* 任务要求
1. 下面三种说法是否符合这篇谈出头鸟与鸵鸟的节选？逐条回答"是"或"否"，并原文引出起决定作用的字句。(a) 杨同学在发言中讲了美国空气清新和言论自由两点；(b) 鲁瑾讽刺的是母校的百年校庆；(c) 作者的前同事因公开谈论美国的好处而遭到攻击。
2. 在这篇谈出头鸟与鸵鸟的节选里，鸵鸟的寿命据说可达多少年？
3. 请从这篇谈出头鸟与鸵鸟的节选最后一句之后接着往下写。

这两天,微信朋友圈中有两位女性比较火爆(阴盛阳衰,没有办法),一是远在美国马里兰大学的于毕业典礼上发言的Yang Shuping,一是近在眼前的浙大校友鲁瑾。马里兰大学的杨同学在发言中主要讲了两点:一是美国空气清新,二是言论自由。结果视频传回国内后,引起轩然大波,许多人骂她辱华,人肉其人及家庭背景,当然也少不了有人挺她。而当鲁瑾讽刺母校大肆张扬、奢华无比的百二十年校庆时,校友们受不了了,开始对她进行人身攻击。有人问我如何看,我答她们只不过公开讲了点别人私底下才说的真话而已。假如以鸟喻人的话,则杨同学和鲁瑾就是那出头的鸟儿,不打你打谁!我以前的同事现在美国陪孩子读书,除了那位杨同学说的两点外,她还说美国的饮用水与食品均十分安全,完全不用担心水中含抗生素,食品中有农药残留和苏丹红、三聚氰胺之类,社会治安良好,可也不见有人去攻击她呀,因为她只是私底下讲讲,没有出头吗。出头鸟之下场如此。可见她们对中国传统文化继承得不够好,居然连“枪打出头鸟”的常识都不知道,活该。
与不知危险的出头鸟相比,鸵鸟可称之为藏头鸟,它的品质无比宝贵,凡事但求平安,决不肯冒半点险,遇到危险,当逃无可逃、躲无可躲时,它就一头扎进沙堆里,眼不见为净,哪管你身后洪水滔天。这样的鸵鸟比比皆是,不讲究吃喝,很好饲养,也少生病,体重可达一百公斤,寿命可至七十年。当你同他讲什么腐败呀、经济下行啦等等不好的消息时,他一概塞耳不闻,只关心自己的收入与养老金,还有就是吃吃喝喝、玩玩乐乐。假如你把话稍微说得狠了点,他就会将头一下子扎进沙堆里,以躲避危险。可鸵鸟不知道的是,前几天有这么则新闻:安徽省安庆市太湖县弥陀镇真君村一老人专门饲养鸵鸟牟利,粗略估算,一只鸵鸟能卖到两万多元,鸵鸟之肉可卖、皮可卖,蛋亦可卖,简直浑身是宝啊。如此说来,我们的日子很快将会比盛产石油的沙特、科威特还要好过,因为我们遍地都是鸵鸟嘛。

* 所给材料
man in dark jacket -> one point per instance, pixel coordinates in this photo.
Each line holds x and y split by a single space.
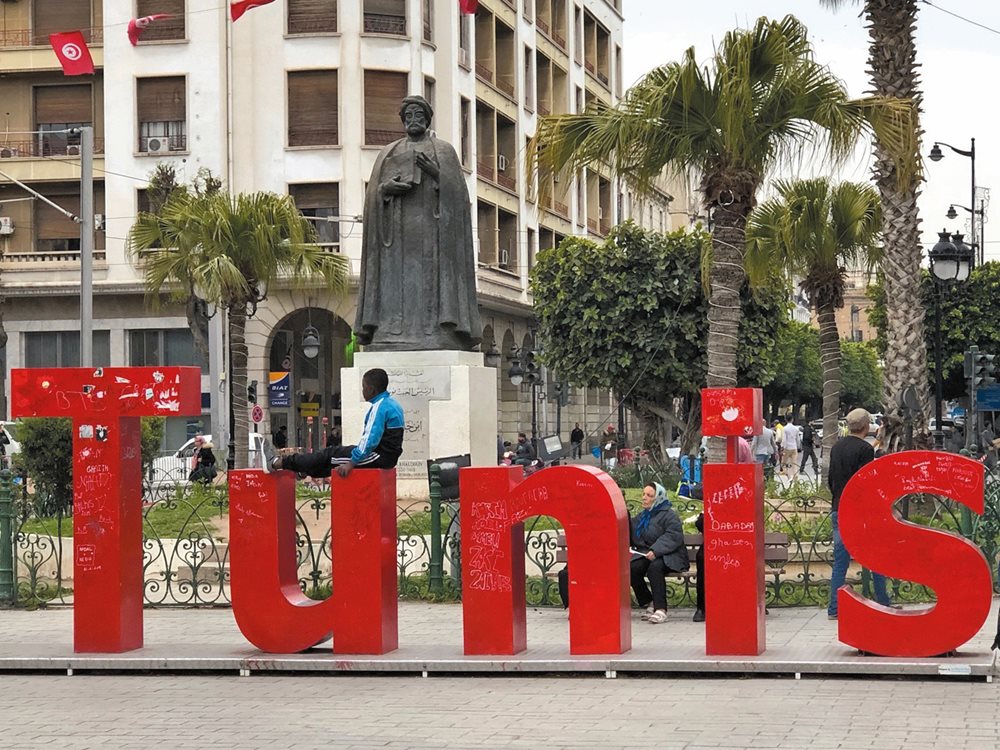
656 537
809 449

* 参考答案
1.
(a) 是。"一是美国空气清新,二是言论自由"
(b) 否。"奢华无比的百二十年校庆"
(c) 否。"可也不见有人去攻击她呀,因为她只是私底下讲讲,没有出头吗"

2. 七十年。

3.
鸵鸟之外,鹦鹉也不少,且全部养在金、银、铜、铁、竹笼里和即将养在各种笼子里的。比如那只叫蛋的鹦鹉,虽满嘴叫着仁义礼智信,可你怎么听,他叫的和孔孟嘴里说出来的都不太一样,形似而神不似啊,比如孟子的“民为贵,社稷次之,君为轻”之类,就全部被他的学舌给轻松化解掉了,自然而然,不露半点痕迹!再如那名叫鱼的鹦鹉,在遇到天灾人祸时,更是巧妙地为主人分忧解难,将视线引向海外敌对势力的捣乱。还有那个名字叫得更是直截了当——“喂”,你喂我,我为你歌唱嘛,当他酒足饭饱之后,便会翩翩起舞,满嘴不离“振兴”“崛起”啊,整个一曲威风锣鼓,气势雄伟,铿锵有力,十分动听!类似的鹦鹉多极了,有养在金、银、铜笼子里的,也有关在铁笼甚至竹笼子里的;有的学人话学得像,也有的学不太像,但它们有一共同点——喜欢学舌,歌唱不止。假如你一日不让他歌唱,那简直会要了他的老命!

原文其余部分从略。